SELECTED EXCERPT:

As she came out from behind the gate, a neighbourhood cat showed up, and its appearance worked Ms Sng’s dog into a frenzy.
“Sotong! You cannot fight the cat,” she said in English, obviously for my benefit. The mongrel named Cuttlefish seemed to understand her, scampering away. Ms Sng dashed into the house with some cat food and placed it in a pile in the compound of a neighbouring house.
“This cat very good. When small, he very naughty, fight with other cats.
“I call him ‘Meow Gong’,” she added. Grandfather cat, she explained.
“Now he very good, give other cats eat the food. I tell him, I give you eat, you cannot fight other cats. Now he very good,” explained Ms Sng in her brand of English. She had taught the neighbourhood cat to share its food with other cats. The kampong spirit was well and alive among the animals at Kampong Lorong Buangkok.
But was that also the case among Ms Sng’s neighbours?
No more kampong spirit here, she said. “Last time got, now no have, lah,” she said, waving her hands animatedly, and scrunching her face.

DATA EXCERPTS:
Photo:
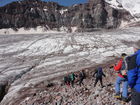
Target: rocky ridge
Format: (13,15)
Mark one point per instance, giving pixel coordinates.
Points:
(31,63)
(80,17)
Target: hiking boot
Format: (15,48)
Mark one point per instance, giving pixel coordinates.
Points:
(117,95)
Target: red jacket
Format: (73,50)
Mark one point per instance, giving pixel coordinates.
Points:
(118,67)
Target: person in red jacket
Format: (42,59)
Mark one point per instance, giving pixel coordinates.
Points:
(121,65)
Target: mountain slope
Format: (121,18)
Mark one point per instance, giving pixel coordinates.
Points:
(82,17)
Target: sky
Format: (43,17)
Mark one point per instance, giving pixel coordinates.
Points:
(62,2)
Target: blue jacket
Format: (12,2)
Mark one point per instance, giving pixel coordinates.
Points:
(134,71)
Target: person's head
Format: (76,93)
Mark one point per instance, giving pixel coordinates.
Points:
(123,55)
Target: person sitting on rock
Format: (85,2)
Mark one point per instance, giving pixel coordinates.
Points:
(66,80)
(99,73)
(82,76)
(72,79)
(121,78)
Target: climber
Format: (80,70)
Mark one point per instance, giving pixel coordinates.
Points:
(72,79)
(99,73)
(121,69)
(66,80)
(134,75)
(82,76)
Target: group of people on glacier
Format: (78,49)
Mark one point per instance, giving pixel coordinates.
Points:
(128,70)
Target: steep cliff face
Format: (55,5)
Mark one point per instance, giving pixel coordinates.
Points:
(33,13)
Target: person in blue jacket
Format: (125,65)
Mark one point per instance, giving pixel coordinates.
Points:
(134,75)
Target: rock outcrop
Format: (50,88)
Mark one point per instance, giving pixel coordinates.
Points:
(85,17)
(31,64)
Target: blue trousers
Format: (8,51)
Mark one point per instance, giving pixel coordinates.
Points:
(119,81)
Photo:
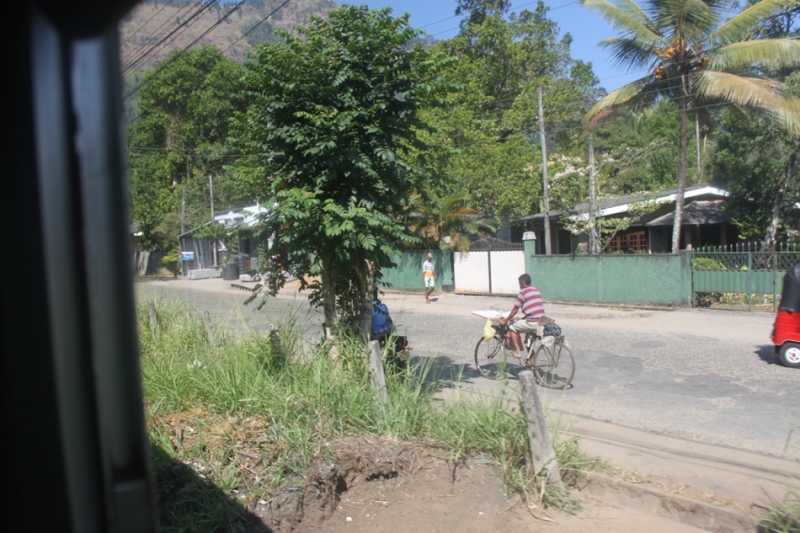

OBJECTIVES:
- a) Return the part of the Kampong Lorong Buangkok passage from "But was that" up to and including "scrunching her face.", word for word.
- b) Carry the Kampong Lorong Buangkok passage forward, starting right after its last sentence.
The records have nothing to do with the Kampong Lorong Buangkok passage.

ANSWERS FOR THE EXERCISE:
- a)
But was that also the case among Ms Sng’s neighbours?
No more kampong spirit here, she said. “Last time got, now no have, lah,” she said, waving her hands animatedly, and scrunching her face.

- b)
Surely it couldn’t have vanished?
“New people come, old people go away, people different already. Last time got kampong spirit,” she said. But I gathered that she meant that even here, the kampong spirit appeared to have diminished as families left the community.
Ms Sng continued chatting, asking me what I did. I’m a writer, I explained.
“Oh! I thought you singer!” she said, guffawing at her declaration. I’m working on looking like a writer, I offered, and she laughed even harder. She stopped laughing abruptly, realising she had forgotten something.
“Sorry, sorry, I cooking dinner. I must go in. Wait the food chao tar,” she said, apologising again and dashing back into the house with the vivacity of a woman a third her age. She may have denied the existence of that kampong spirit, but her coming out to chat with us was just an instance of it.
“It’s very sad, Ivan,” said the well-spoken, bespectacled Chinese woman who was talking to journalists from TODAY earlier, when we finally called on her. Apart from telling us her name was Chris, she did not want to disclose what she did for a living.
“People in Singapore have forgotten how to be humans in their pursuit of material gain,” she said sagely. She loves life in the kampong. She enjoyed the friendship of her neighbours. And she was worried that if the village were to make way for redevelopment, her parents – both in their 80s, would not enjoy the good health they now did.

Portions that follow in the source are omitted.